All the data should be repeated exactly. Any image in it is left out.

━━━ DATA TO USE ━━━

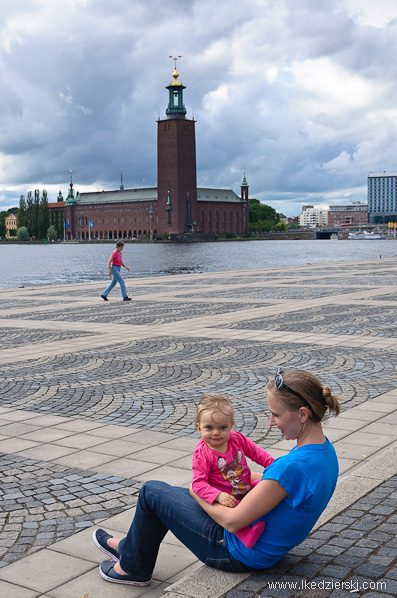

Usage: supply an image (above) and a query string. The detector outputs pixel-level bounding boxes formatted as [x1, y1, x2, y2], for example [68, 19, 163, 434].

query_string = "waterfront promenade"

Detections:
[0, 257, 396, 597]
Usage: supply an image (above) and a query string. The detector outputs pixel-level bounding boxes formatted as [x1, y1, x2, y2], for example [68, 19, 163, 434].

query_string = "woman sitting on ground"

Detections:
[92, 368, 341, 585]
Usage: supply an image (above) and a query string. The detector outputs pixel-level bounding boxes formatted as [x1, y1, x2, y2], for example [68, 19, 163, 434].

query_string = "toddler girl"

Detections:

━━━

* [ANSWER FOR THIS EXERCISE]:
Usage: supply an image (above) and a query string. The detector outputs pixel-level bounding boxes formatted as [x1, y1, x2, y2], for example [68, 19, 163, 434].

query_string = "waterfront promenade"

Detections:
[0, 257, 396, 597]
Usage: supply an image (above) and a query string. The detector outputs pixel-level bounding boxes formatted as [x1, y1, x2, y2], for example [68, 19, 163, 434].

query_string = "woman sitting on ground"

Detections:
[92, 368, 341, 585]
Usage: supply an image (above) and a query string. The detector outputs pixel-level bounding boxes formatted as [x1, y1, x2, y2], for example [68, 19, 163, 434].

query_string = "toddler girl"

Detections:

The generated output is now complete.